Listed entries -
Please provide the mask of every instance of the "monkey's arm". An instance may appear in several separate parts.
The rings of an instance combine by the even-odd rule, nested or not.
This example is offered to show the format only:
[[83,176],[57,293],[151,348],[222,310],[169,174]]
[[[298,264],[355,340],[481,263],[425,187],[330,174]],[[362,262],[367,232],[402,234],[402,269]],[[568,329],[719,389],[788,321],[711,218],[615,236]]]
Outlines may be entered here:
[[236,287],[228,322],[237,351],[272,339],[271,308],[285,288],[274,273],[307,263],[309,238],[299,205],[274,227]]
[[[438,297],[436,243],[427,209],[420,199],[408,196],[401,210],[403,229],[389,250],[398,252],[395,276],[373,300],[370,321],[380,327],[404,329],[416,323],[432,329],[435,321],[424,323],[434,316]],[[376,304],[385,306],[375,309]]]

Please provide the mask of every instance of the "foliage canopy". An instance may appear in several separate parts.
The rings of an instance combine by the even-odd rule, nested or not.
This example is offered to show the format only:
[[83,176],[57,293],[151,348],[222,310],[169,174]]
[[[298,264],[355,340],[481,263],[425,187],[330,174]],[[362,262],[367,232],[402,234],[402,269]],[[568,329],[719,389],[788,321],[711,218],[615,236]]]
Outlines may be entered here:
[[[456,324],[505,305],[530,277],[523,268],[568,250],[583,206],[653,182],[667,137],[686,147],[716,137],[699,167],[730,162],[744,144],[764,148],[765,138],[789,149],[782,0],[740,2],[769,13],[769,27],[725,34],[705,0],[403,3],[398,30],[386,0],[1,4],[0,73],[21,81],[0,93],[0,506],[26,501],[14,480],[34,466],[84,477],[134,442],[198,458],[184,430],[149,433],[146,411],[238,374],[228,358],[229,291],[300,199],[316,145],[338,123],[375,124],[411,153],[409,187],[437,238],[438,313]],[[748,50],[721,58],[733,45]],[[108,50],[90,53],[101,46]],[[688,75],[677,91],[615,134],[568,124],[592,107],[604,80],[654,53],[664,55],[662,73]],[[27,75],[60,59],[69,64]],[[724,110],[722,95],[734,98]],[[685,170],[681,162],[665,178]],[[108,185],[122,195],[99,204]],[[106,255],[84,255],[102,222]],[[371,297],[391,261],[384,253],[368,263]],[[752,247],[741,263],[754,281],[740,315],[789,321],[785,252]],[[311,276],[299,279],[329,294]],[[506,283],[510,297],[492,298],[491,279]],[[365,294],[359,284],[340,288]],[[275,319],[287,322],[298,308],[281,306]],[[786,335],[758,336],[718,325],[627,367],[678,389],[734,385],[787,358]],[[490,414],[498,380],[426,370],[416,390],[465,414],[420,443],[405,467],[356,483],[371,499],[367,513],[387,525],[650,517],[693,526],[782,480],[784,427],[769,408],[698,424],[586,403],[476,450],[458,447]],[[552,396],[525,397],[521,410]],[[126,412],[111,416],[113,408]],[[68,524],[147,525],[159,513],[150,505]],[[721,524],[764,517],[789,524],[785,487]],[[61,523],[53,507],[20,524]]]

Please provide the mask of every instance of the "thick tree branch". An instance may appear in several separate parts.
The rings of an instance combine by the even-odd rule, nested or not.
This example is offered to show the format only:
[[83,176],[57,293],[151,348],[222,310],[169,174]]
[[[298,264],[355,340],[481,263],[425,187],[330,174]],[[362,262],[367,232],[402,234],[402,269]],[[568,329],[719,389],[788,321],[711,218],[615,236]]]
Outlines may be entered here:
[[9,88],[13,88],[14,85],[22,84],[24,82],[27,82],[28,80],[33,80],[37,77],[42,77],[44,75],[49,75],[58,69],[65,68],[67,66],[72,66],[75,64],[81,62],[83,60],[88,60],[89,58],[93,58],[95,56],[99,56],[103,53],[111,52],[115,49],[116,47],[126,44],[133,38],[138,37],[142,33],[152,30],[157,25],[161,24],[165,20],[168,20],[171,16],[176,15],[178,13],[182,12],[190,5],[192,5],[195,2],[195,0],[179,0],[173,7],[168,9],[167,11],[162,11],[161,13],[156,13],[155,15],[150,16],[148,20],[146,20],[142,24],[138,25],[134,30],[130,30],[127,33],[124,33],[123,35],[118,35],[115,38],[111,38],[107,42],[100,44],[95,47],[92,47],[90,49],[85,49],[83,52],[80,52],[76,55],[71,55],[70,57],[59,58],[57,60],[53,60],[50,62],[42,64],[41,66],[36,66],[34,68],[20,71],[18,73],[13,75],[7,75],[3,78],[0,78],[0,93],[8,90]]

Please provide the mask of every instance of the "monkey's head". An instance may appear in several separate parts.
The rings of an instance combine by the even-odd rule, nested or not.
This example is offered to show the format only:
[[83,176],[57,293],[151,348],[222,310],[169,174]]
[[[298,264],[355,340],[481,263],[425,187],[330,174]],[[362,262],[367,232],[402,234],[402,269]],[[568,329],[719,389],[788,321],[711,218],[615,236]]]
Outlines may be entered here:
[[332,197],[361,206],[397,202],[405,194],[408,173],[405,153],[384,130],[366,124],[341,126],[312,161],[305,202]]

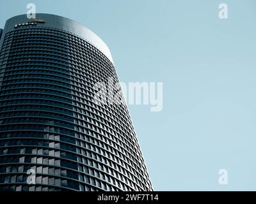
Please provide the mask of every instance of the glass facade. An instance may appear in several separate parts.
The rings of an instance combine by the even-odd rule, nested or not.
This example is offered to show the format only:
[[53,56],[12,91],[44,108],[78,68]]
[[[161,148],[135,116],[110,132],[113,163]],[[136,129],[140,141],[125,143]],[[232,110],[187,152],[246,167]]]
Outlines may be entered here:
[[0,191],[152,191],[127,106],[93,102],[97,82],[118,82],[108,47],[36,15],[9,19],[0,41]]

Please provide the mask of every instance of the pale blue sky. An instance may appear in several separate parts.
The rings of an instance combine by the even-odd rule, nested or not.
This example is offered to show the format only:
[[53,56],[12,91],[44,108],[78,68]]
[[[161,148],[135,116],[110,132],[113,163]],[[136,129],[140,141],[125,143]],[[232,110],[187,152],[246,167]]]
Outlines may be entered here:
[[162,112],[129,106],[155,190],[256,190],[255,0],[1,0],[0,27],[28,3],[97,33],[122,82],[163,82]]

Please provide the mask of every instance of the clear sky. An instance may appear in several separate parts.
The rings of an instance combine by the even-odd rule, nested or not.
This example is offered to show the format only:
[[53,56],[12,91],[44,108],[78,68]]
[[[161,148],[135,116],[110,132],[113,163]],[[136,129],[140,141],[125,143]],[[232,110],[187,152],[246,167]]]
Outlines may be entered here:
[[122,82],[163,82],[162,112],[129,106],[155,190],[256,190],[256,1],[1,0],[0,27],[29,3],[97,33]]

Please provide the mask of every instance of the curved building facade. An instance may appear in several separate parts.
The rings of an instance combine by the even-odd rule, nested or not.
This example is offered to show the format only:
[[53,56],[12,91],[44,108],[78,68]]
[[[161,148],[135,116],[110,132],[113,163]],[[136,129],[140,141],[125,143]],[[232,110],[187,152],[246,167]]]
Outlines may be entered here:
[[106,44],[49,14],[0,33],[0,191],[152,191],[126,105],[93,100],[118,82]]

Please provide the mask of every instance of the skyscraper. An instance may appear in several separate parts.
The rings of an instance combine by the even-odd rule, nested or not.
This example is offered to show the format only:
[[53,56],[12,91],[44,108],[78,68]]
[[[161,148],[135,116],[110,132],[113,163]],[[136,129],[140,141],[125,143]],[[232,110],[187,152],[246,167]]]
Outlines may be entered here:
[[1,35],[0,191],[152,191],[126,105],[94,100],[118,82],[106,44],[49,14]]

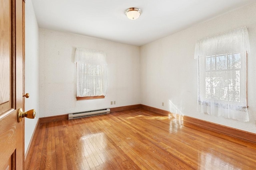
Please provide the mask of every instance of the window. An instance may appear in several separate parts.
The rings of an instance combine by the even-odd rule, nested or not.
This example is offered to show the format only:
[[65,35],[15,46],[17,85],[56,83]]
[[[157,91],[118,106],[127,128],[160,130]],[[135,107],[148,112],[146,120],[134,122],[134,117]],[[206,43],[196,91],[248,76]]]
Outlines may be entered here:
[[106,92],[106,53],[92,49],[77,48],[76,100],[104,98]]
[[200,112],[249,121],[246,100],[247,29],[243,27],[197,42]]

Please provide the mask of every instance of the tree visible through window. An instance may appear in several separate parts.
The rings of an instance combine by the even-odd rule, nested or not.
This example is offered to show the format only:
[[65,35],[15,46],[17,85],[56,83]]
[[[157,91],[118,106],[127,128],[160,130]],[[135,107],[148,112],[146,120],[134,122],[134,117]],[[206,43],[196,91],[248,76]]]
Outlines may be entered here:
[[106,53],[78,48],[75,62],[77,100],[104,98],[107,85]]
[[250,49],[244,27],[197,42],[198,103],[200,112],[249,121],[246,57]]

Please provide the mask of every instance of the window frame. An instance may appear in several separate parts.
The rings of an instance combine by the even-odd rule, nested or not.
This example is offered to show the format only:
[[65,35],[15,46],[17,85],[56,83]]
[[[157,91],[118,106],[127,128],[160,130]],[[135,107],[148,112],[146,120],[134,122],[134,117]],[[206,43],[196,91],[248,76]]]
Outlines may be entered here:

Exercise - Could you set down everything from the line containing "Please provide the mask of every instance of the skyscraper." down to the line containing "[[200,112],[249,121],[246,100],[247,29],[243,27],[197,42]]", with both of those lines included and every line unchanged? Leave the pictures out.

Answer for the task -
Please provide the mask of every instance of the skyscraper. An instance may appear in several separate parts.
The rings of an instance combine by the even-odd rule, nested or not.
This example is offered to show the format only:
[[53,56],[12,91],[44,108],[78,68]]
[[[161,148],[135,116],[110,132],[113,163]],[[136,129],[140,141],[125,143]],[[232,110],[187,152],[246,167]]]
Outlines may be entered here:
[[1,35],[0,191],[152,191],[126,105],[94,100],[118,82],[106,44],[49,14]]

Please provide the mask of every instance of the window. An instance may appear in several separate parts.
The rings of an instance combine by the even-odd rule, nested or not.
This example is offered to show the format only:
[[65,35],[15,46],[17,85],[56,83]]
[[[157,91],[118,106],[127,128],[160,130]],[[135,107],[148,112],[146,120],[134,122],[134,117]],[[206,43],[196,91],[248,76]]]
Outlines may be entered here:
[[106,92],[106,53],[92,49],[77,48],[76,100],[104,98]]
[[200,112],[249,121],[246,100],[247,29],[243,27],[197,42]]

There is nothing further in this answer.